*** Opening Provided passage ***

Chiweshe made legal history when he denied a critically ill opposition MP
bail saying the state did not have to provide prima facie evidence to
support his continued detention. He was also recently appointed by Mugabe to
chair the Delimitation Commission that delivered its map before Christmas
and excised three constituencies in urban strongholds of the Movement for
Democratic Change (MDC), the official opposition, and added three to
traditional Zanu PF rural areas.
Mudede set the election ball
rolling by opening the voters' roll on Monday for inspection for 14 days.

*** Closing Provided passage ***
*** Opening Source material ***

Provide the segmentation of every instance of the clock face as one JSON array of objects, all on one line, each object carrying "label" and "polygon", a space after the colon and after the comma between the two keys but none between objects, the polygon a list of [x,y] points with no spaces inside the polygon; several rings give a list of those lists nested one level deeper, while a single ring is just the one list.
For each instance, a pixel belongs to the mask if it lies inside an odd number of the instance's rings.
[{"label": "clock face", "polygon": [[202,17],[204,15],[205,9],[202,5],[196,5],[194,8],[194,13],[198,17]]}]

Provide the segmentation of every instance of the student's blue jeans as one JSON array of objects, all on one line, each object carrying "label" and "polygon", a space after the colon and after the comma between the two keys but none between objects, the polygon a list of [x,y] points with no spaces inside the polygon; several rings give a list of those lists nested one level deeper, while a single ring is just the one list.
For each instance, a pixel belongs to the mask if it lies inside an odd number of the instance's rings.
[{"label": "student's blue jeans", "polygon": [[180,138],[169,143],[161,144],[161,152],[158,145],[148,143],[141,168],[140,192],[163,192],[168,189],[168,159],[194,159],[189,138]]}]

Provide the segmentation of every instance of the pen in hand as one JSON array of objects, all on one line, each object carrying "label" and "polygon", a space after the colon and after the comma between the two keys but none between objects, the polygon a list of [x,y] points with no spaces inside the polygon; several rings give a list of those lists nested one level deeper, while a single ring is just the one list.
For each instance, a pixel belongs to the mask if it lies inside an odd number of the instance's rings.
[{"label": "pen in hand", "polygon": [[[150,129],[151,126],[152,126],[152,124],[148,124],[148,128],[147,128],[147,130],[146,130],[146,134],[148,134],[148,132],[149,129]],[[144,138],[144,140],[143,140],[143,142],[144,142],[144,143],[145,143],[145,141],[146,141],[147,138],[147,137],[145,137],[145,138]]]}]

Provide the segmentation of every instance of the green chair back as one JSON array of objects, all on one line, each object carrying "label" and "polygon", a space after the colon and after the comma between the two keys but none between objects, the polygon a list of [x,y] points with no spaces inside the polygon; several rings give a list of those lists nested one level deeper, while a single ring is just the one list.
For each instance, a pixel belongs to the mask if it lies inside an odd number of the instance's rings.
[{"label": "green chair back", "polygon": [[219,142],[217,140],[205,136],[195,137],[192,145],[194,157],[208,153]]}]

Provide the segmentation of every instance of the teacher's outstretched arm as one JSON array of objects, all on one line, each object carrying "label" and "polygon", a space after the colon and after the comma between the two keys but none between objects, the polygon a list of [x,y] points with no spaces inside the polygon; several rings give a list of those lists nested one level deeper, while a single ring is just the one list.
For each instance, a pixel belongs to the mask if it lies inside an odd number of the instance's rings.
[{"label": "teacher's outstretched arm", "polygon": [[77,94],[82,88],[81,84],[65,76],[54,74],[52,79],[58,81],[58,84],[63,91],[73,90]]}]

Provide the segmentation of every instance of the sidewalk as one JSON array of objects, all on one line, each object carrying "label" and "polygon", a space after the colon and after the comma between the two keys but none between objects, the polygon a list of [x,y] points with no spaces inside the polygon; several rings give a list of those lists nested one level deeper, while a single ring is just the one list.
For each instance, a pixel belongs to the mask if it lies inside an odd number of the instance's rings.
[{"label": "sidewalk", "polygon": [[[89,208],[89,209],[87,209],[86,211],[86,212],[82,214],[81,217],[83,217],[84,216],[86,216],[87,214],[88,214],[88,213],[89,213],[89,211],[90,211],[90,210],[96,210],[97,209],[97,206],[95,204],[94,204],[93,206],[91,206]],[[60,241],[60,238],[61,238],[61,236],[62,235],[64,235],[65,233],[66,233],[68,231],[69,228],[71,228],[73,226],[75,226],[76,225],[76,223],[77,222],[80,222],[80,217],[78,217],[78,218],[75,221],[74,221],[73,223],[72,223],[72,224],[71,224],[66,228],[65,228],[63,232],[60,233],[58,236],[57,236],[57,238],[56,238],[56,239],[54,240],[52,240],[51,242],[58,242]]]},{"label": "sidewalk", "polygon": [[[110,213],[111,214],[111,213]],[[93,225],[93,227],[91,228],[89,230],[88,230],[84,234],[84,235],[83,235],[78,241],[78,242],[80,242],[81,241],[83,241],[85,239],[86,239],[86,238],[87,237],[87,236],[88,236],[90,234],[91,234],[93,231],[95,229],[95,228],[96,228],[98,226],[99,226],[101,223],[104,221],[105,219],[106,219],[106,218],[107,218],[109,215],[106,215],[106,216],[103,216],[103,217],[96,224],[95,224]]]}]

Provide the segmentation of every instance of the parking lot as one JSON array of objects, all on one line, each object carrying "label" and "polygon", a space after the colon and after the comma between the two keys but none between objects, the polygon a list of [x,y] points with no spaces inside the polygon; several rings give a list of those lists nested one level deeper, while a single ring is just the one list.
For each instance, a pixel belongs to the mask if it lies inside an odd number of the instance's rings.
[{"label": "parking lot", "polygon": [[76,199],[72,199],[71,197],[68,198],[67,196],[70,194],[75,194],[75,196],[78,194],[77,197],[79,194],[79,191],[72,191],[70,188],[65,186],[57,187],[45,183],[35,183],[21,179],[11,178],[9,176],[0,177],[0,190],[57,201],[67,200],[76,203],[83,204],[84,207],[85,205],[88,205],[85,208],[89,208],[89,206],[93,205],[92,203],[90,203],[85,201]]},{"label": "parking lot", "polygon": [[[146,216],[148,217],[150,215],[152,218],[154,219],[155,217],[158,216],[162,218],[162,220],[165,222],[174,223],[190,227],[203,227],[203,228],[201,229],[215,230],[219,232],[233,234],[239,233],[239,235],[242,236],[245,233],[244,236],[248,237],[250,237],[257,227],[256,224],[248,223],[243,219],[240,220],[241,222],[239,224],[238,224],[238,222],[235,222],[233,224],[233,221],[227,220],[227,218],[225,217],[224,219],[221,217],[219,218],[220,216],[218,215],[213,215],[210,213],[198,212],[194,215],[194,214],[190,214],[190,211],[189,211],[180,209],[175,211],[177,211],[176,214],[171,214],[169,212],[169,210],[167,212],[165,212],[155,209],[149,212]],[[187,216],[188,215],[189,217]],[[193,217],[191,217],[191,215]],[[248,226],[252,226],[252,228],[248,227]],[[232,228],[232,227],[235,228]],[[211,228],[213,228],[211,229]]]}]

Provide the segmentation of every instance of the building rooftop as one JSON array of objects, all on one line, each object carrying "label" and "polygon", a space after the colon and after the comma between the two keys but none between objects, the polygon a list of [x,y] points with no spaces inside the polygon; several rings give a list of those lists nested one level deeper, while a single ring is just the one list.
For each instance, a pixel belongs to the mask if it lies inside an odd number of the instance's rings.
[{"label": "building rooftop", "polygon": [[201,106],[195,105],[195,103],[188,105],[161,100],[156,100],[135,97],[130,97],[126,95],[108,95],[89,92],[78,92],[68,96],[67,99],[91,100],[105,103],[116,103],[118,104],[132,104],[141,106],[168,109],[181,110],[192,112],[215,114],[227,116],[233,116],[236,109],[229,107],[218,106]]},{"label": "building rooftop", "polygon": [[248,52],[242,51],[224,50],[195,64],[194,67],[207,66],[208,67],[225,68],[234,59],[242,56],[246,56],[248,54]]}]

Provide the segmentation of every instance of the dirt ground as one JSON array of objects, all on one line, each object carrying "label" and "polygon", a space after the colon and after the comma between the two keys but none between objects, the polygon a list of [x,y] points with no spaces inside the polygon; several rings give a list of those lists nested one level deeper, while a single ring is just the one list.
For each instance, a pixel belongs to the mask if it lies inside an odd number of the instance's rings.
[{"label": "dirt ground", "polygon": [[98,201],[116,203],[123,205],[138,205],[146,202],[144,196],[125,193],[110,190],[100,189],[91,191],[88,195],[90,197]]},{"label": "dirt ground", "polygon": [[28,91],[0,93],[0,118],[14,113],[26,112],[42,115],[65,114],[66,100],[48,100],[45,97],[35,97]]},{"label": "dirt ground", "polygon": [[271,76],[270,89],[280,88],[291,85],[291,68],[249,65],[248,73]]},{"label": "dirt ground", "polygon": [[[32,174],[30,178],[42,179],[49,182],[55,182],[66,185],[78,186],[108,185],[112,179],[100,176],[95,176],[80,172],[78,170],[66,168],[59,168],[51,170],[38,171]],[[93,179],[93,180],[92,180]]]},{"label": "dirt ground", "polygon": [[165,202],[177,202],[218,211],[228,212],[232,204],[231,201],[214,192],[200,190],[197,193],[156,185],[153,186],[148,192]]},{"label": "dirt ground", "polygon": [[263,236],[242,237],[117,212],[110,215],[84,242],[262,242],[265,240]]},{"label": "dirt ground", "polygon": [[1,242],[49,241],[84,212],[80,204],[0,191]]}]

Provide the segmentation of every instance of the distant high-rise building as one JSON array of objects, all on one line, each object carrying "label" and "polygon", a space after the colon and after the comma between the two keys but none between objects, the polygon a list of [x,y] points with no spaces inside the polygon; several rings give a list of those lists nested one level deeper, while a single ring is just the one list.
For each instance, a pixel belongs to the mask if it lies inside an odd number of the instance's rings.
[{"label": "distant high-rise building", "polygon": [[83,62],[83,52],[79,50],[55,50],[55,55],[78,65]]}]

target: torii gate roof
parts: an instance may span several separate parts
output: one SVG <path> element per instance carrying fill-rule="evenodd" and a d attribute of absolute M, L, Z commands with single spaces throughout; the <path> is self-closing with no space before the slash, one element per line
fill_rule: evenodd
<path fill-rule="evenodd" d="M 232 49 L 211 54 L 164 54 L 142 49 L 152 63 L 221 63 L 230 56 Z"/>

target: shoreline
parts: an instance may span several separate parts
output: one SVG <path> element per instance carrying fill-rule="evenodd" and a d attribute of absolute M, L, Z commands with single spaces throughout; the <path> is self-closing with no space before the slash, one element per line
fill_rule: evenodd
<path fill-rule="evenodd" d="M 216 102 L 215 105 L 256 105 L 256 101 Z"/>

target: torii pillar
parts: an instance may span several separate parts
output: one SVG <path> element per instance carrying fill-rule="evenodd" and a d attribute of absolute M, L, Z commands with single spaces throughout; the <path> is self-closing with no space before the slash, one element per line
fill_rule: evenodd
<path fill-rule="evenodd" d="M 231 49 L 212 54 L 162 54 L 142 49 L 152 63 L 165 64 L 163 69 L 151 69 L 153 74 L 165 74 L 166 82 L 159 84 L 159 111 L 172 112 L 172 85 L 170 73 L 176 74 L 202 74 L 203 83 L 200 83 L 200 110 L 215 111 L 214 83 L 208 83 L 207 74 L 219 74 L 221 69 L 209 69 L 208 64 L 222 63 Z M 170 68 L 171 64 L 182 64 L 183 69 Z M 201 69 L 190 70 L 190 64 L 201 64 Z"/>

*** Closing Source material ***

__Prompt 1__: Transcribe the Zimbabwe election passage from "Chiweshe made legal" to "for 14 days.".
__Prompt 2__: Pick up the Zimbabwe election passage after its final sentence and continue writing it.

__Task response 1__:
Chiweshe made legal history when he denied a critically ill opposition MP
bail saying the state did not have to provide prima facie evidence to
support his continued detention. He was also recently appointed by Mugabe to
chair the Delimitation Commission that delivered its map before Christmas
and excised three constituencies in urban strongholds of the Movement for
Democratic Change (MDC), the official opposition, and added three to
traditional Zanu PF rural areas.
Mudede set the election ball
rolling by opening the voters' roll on Monday for inspection for 14 days.

__Task response 2__:
But few turned up to check if they were registered, at least in urban areas,
because Mudede only advertised the exercise in two state newspapers that
only a minority in towns can afford to buy. No postal votes are allowed
except for security services on election duty, and permanent residents have
been deprived of their constitutionally guaranteed right to vote. Priscilla
Misihairabwi, an MDC MP, laughed in exasperation this week recalling her
eight-day slog to get a copy of the voters' roll for her constituency in
Harare. Welshman Ncube, the MDC secretary-general, a Bulawayo MP, and Paul
Themba Nyathi, the party spokesperson and MP for Gwanda, asked her to pick
up voters' rolls for their constituencies but she was told they had to
personally collect. Thoko Khupe, MDC MP for Zimbabwe's oldest township,
Makakoba, in Bulawayo, who has seen much of her constituency erased from the
map this election, lamented that she no longer knows who her constituents
are because she was told she can't buy a voters' roll in Bulawayo. The
voters' roll exists on two CDs but Mudede won't let opposition parties have
copies. He says the national roll is available only on printouts that would
fill a small shed and cost R12 000 per copy or the equivalent of the annual
salary of an MP.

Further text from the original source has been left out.